== WHAT THIS EXERCISE ASKS ==
1. According to the Mount Hebron Cemetery article, how many acres of landscaped grounds does the cemetery cover?
2. Write out the stretch of the Mount Hebron Cemetery article from "Cemetery in Essex" through "provide appropriate mood.", copied word for word.

== EXTRACT TO READ ==
□ □ □

= Mount Hebron Cemetery (Montclair, New Jersey) =

Cemetery in Essex County, New Jersey

Mount Hebron Cemetery is a cemetery in Montclair, in Essex County, New Jersey, United States. Founded in February 1863 by citizens of Cranetown and Speertown (now Montclair and Upper Montclair), the Mount Hebron Cemetery features 30 acres of landscaped grounds. There are numerous entombment areas including a vintage receiving vault that is no longer in use. The Chime Tower near the main entrance can be used at any service to provide appropriate mood.

□ □ □

== DATASET CONTENT ==
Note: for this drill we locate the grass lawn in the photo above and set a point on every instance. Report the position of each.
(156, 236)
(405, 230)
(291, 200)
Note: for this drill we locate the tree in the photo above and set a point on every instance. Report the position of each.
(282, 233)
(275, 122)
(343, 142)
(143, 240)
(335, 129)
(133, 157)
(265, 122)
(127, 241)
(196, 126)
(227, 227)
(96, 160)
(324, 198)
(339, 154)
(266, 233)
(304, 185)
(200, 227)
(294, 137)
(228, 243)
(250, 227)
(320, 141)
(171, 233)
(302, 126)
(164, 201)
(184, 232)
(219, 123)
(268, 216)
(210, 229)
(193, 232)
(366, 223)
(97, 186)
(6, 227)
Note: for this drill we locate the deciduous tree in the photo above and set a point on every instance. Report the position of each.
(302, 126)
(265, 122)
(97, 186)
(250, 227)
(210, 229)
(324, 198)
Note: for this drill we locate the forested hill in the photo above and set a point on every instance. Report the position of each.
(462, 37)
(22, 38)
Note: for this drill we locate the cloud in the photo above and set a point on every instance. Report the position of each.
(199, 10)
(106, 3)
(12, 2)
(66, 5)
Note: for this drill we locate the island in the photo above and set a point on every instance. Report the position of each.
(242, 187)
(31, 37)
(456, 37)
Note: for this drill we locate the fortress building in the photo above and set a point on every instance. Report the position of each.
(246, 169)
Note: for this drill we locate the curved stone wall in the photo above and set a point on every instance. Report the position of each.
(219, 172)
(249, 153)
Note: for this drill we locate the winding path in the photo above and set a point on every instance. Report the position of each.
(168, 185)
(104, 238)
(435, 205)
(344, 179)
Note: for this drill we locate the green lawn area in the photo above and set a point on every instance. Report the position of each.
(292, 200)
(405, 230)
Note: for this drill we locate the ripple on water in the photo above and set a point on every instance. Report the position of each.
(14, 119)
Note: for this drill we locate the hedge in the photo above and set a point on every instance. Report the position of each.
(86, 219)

□ □ □

== WORKED ANSWERS ==
1. 30 acres

2.
Cemetery in Essex County, New Jersey

Mount Hebron Cemetery is a cemetery in Montclair, in Essex County, New Jersey, United States. Founded in February 1863 by citizens of Cranetown and Speertown (now Montclair and Upper Montclair), the Mount Hebron Cemetery features 30 acres of landscaped grounds. There are numerous entombment areas including a vintage receiving vault that is no longer in use. The Chime Tower near the main entrance can be used at any service to provide appropriate mood.